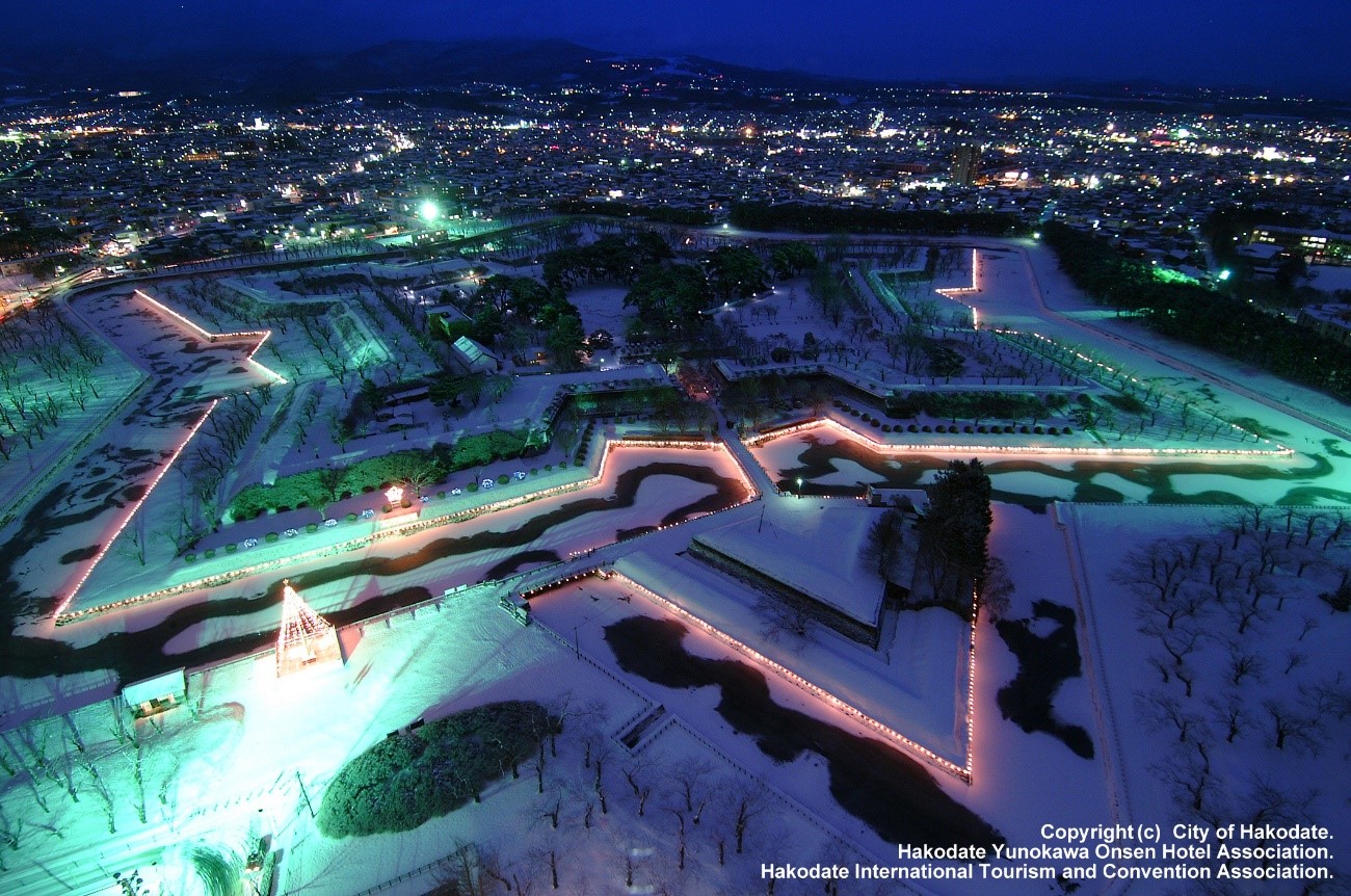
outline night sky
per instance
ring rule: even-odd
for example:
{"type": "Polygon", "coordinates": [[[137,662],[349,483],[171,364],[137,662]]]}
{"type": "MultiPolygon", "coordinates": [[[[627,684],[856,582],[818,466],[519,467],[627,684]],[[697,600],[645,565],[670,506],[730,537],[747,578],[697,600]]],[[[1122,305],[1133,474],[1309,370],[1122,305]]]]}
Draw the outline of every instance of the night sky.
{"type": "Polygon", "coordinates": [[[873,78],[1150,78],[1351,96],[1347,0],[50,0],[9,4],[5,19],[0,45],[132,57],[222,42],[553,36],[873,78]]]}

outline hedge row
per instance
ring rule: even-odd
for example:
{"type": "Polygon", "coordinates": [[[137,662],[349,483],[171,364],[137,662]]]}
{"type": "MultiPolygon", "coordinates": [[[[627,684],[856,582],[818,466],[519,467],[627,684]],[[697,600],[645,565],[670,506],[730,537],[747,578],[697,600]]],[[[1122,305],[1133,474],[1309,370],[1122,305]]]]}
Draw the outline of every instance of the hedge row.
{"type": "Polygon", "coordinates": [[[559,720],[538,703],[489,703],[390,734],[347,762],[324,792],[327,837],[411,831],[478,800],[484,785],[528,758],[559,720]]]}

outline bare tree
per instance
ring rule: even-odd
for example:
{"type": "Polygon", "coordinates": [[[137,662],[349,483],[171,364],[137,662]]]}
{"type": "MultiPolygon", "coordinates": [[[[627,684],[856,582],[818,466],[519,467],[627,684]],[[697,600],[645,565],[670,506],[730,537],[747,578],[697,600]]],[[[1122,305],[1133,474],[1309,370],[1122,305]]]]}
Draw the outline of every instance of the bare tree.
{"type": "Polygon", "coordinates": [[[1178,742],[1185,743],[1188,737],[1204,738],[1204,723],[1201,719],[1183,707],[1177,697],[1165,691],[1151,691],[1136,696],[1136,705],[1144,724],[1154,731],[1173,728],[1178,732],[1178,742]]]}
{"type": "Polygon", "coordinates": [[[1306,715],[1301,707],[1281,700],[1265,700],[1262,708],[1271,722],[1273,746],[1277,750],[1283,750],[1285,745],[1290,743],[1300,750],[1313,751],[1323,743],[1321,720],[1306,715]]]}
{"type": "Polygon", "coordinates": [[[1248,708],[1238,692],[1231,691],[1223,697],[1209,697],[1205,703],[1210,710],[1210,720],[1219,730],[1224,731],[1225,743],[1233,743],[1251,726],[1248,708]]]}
┄┄┄┄┄┄
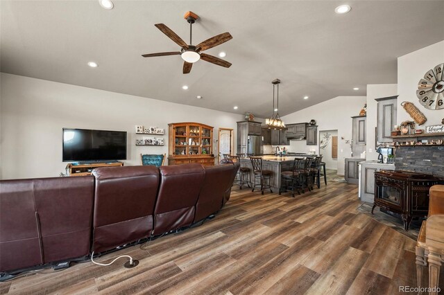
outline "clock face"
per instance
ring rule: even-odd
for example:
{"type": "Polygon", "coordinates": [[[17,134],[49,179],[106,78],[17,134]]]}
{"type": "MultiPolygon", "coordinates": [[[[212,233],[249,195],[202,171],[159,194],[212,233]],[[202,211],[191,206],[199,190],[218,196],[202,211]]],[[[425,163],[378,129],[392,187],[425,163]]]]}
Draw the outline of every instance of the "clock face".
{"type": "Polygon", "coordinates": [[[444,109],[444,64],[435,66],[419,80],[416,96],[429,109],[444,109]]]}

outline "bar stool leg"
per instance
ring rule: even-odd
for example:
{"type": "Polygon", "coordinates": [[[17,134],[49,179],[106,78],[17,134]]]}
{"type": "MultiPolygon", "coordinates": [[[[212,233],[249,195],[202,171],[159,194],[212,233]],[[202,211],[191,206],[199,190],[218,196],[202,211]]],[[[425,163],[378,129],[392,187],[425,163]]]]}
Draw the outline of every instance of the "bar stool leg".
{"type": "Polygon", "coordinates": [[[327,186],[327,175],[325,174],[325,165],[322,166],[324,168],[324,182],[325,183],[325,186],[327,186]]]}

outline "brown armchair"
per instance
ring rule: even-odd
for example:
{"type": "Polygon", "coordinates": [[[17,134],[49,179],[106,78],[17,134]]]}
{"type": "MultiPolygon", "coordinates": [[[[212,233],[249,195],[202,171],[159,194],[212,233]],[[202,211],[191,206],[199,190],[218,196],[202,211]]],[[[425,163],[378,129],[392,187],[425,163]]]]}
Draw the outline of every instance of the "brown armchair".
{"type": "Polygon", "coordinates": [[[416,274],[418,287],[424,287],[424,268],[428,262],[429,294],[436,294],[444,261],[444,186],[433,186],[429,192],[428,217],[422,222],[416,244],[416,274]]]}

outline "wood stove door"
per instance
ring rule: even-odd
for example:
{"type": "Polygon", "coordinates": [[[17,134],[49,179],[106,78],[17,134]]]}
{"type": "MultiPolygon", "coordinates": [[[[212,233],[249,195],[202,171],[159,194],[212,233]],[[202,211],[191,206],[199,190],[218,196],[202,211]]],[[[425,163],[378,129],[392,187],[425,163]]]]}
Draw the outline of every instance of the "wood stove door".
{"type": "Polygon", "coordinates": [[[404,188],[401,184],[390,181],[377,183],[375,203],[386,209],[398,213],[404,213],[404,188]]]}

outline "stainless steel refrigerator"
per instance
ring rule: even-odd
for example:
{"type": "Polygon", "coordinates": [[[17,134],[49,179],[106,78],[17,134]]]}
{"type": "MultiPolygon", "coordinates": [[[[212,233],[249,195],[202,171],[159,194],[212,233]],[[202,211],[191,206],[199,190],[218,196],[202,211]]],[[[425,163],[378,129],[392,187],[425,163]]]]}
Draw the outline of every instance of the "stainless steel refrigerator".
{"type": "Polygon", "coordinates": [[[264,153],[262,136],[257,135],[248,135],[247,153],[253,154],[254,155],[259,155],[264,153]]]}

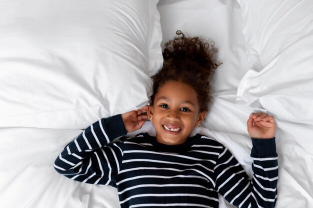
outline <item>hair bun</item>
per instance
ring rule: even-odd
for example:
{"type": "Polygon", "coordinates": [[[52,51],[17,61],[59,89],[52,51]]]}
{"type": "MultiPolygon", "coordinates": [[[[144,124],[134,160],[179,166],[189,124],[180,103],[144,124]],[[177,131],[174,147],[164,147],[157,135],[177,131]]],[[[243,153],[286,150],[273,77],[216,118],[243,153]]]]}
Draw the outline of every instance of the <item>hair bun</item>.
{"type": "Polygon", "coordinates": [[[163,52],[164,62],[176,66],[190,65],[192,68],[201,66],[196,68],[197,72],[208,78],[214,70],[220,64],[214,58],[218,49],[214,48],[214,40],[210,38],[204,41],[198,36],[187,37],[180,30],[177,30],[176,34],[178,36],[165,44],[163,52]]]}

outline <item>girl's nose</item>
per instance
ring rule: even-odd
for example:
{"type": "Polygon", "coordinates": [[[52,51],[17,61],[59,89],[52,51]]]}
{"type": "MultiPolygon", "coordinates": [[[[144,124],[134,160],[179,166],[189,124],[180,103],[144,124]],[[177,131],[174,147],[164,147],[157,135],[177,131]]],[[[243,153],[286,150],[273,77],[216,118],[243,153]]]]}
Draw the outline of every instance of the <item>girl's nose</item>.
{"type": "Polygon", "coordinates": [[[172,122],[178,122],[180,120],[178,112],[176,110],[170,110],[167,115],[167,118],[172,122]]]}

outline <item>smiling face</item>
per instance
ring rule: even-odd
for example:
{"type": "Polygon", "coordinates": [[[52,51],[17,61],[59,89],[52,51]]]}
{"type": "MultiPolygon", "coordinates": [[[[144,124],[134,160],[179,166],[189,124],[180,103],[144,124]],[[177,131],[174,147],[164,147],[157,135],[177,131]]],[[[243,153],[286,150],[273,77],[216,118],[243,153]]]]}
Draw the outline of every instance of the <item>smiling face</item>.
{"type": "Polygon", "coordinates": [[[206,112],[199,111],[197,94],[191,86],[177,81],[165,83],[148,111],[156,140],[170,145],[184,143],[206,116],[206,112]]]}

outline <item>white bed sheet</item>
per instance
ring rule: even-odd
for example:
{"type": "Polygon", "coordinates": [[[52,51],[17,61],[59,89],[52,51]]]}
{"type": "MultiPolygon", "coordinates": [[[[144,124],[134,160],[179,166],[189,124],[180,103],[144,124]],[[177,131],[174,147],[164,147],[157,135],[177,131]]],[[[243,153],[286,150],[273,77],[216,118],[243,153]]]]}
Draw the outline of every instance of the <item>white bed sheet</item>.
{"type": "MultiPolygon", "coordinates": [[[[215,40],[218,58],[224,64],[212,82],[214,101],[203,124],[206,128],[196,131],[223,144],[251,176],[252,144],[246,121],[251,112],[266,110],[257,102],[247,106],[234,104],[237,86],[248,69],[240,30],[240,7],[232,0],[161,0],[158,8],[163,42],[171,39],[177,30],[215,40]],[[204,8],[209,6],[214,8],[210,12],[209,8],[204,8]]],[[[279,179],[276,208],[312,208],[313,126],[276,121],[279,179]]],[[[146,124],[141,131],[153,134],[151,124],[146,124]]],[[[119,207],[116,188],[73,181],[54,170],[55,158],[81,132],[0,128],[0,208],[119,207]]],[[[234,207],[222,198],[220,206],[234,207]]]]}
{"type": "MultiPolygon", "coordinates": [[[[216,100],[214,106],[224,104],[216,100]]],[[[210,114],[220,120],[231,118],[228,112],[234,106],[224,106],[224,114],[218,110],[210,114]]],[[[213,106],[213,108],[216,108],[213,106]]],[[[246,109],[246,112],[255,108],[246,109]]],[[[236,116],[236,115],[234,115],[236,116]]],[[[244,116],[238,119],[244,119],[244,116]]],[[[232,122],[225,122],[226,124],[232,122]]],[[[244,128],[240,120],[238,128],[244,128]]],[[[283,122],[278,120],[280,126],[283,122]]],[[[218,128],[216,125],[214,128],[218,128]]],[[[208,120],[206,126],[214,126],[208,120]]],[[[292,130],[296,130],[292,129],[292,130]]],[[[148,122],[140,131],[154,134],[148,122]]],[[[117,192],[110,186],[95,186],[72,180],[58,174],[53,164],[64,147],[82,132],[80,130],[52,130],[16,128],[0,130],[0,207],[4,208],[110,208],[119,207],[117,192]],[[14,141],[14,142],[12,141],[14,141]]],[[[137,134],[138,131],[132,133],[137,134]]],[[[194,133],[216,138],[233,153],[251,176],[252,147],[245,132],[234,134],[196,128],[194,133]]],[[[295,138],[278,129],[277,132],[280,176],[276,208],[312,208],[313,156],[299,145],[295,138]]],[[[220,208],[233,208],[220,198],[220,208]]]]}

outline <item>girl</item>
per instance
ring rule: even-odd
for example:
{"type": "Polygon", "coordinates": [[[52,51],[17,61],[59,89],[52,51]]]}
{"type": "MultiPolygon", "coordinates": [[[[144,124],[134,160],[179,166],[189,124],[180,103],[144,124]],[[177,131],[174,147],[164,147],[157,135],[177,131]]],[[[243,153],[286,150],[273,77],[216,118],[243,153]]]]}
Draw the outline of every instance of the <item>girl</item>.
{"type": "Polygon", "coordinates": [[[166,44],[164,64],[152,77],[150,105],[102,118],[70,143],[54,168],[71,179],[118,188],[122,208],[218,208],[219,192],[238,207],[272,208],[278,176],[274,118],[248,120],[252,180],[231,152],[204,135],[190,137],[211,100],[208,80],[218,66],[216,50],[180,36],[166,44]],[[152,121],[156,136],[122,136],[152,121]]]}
┄┄┄┄┄┄
Can you repeat the stretch of the items from the line containing "outline hedge row" through the line containing "Draw the outline of every instance of the hedge", keeping every line unchanged and including both ends?

outline hedge row
per instance
ring rule: even-odd
for example:
{"type": "Polygon", "coordinates": [[[137,662],[349,483],[171,364],[137,662]]]}
{"type": "MultiPolygon", "coordinates": [[[[627,684],[856,582],[818,466],[519,467],[627,684]],[[697,600],[645,565],[670,506],[730,537],[747,578],[697,600]]],[[[1122,305],[1133,474],[1309,370],[1122,305]]]]}
Draw the outline of every instance of the hedge row.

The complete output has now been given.